[Directions for this task]
Find every line in the listing below that contains the string "flag", and copy each of those lines out.

(Entries from a pointing dataset)
start

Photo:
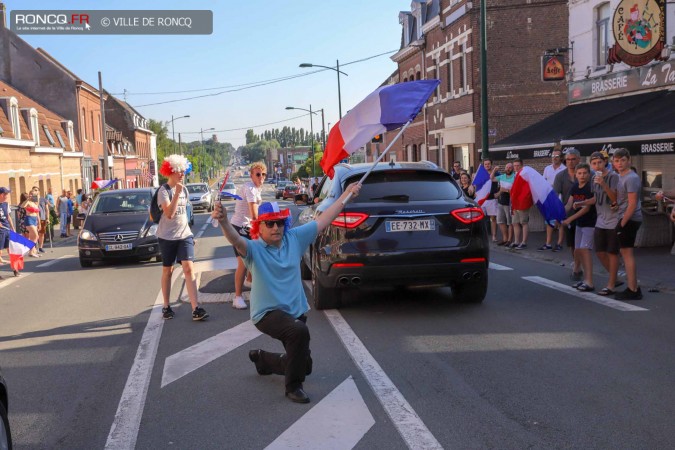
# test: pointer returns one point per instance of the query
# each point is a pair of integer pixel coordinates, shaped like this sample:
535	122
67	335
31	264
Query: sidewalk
655	265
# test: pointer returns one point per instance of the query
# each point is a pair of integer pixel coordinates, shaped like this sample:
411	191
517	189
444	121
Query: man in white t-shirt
549	175
246	211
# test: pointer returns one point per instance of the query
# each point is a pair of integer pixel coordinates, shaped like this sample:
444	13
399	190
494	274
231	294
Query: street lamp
336	69
201	168
173	134
311	126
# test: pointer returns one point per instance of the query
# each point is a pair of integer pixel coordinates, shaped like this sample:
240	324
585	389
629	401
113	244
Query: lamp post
201	168
311	125
338	71
173	134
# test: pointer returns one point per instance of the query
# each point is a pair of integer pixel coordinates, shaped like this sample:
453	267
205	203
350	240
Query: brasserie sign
655	76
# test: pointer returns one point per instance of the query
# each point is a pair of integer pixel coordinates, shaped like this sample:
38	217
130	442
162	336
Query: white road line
192	358
125	426
495	266
405	419
339	420
11	279
621	306
53	261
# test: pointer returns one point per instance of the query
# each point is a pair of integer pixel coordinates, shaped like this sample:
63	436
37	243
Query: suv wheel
325	298
471	292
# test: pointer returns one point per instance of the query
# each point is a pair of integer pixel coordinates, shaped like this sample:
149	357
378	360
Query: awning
644	123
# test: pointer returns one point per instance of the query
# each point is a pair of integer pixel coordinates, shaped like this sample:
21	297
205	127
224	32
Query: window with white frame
48	134
14	117
34	130
601	34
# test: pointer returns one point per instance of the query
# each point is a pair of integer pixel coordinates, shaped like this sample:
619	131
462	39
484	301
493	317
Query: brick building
440	39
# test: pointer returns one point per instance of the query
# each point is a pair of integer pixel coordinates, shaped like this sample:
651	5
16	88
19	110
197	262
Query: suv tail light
468	215
349	220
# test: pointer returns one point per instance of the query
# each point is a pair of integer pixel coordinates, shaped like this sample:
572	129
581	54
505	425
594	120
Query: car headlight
87	235
152	230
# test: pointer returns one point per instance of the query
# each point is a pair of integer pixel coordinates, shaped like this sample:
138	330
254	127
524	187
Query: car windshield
197	189
122	202
403	186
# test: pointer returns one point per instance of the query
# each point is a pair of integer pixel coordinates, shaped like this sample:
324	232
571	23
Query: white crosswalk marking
192	358
621	306
495	266
338	421
409	425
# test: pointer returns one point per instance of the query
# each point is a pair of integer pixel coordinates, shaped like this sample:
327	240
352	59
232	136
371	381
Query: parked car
280	188
229	188
201	196
5	433
289	191
118	226
409	226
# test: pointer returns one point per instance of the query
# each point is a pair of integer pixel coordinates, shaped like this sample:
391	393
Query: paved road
536	365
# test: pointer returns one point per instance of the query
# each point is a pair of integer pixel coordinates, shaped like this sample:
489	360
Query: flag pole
365	175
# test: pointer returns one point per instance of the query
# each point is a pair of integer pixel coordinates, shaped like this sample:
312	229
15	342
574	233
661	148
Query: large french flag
385	109
530	187
483	184
18	247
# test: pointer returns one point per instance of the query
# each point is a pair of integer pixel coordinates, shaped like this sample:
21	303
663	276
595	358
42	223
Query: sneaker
627	294
167	313
577	276
239	303
199	313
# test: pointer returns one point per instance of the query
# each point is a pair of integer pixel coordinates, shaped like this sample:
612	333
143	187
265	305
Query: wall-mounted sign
655	76
552	68
639	28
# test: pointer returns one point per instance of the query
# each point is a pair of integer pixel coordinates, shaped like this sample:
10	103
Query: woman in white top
245	211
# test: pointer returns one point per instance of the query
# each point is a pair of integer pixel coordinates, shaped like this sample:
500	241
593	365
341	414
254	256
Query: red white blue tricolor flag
18	246
385	109
530	187
483	184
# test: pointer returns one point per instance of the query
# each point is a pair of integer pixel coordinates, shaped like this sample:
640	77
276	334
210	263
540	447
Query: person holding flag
6	224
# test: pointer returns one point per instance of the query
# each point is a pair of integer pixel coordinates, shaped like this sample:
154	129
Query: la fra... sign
667	74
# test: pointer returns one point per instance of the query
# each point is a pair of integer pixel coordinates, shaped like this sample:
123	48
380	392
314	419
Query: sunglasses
279	223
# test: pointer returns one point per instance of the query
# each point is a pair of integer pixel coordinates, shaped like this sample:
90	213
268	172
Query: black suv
410	226
5	434
118	226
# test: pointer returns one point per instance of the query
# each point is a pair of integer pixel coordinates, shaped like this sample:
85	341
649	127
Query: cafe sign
654	76
639	28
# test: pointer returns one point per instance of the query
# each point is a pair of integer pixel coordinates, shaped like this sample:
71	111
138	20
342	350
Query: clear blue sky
253	40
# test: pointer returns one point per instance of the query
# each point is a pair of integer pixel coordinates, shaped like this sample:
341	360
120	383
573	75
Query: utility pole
106	169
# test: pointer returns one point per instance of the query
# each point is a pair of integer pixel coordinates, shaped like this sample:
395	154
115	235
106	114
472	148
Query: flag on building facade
385	109
530	187
18	247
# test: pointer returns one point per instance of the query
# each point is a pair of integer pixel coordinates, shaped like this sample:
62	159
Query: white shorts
584	237
490	207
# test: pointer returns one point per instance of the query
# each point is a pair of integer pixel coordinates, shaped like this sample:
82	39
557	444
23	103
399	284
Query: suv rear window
406	186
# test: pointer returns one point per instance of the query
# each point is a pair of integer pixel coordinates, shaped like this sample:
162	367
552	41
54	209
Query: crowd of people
602	201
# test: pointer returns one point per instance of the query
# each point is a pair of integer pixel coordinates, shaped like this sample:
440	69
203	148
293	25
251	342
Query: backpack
156	210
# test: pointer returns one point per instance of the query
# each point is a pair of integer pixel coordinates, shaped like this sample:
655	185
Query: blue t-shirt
276	273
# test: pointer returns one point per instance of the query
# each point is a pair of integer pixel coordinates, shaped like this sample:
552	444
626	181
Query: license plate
113	247
393	226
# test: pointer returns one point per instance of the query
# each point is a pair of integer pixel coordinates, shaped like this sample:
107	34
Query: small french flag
18	247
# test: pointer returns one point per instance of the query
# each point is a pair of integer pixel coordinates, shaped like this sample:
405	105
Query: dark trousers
294	335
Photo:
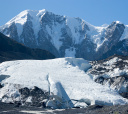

end

[Result below]
Query: flag pole
Query: large french flag
Query: red white blue tricolor flag
Query: person holding flag
Query: flag on building facade
Query: small french flag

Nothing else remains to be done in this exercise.